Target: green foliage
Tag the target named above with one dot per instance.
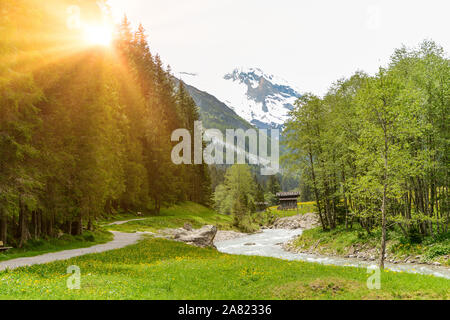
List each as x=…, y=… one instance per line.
x=375, y=149
x=85, y=131
x=176, y=216
x=237, y=195
x=156, y=269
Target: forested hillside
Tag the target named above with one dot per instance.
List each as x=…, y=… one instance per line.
x=84, y=130
x=375, y=150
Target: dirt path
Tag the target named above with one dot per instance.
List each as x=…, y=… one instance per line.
x=121, y=240
x=118, y=223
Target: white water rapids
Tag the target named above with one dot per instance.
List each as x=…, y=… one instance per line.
x=269, y=244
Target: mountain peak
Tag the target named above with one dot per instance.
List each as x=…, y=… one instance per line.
x=260, y=98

# WHAT YOU NEED TO DO:
Recast every line of the data above as a JSON list of strings, one string per line, leaving out blank lines and the pictures.

# FINAL RESULT:
[
  "Target: green foliage",
  "Tag the target named above with one dot per instance.",
  "List each as x=…, y=… one instance per line.",
  "x=375, y=149",
  "x=85, y=131",
  "x=176, y=216",
  "x=237, y=195",
  "x=156, y=269",
  "Target: forested hillside",
  "Tag the target named above with one dot per instance.",
  "List each as x=…, y=… one instance per line.",
  "x=84, y=130",
  "x=375, y=150",
  "Target: dirt path",
  "Tag the target named above with one dot per instance.",
  "List each as x=…, y=… one instance per line.",
  "x=121, y=240",
  "x=118, y=223",
  "Target: white water rapids",
  "Tag the target named above with one dot per instance.",
  "List each as x=…, y=… one instance per line.",
  "x=269, y=244",
  "Target: mountain peak",
  "Tag the target named above with one dot per instance.",
  "List each as x=…, y=… one instance per line.",
  "x=260, y=98"
]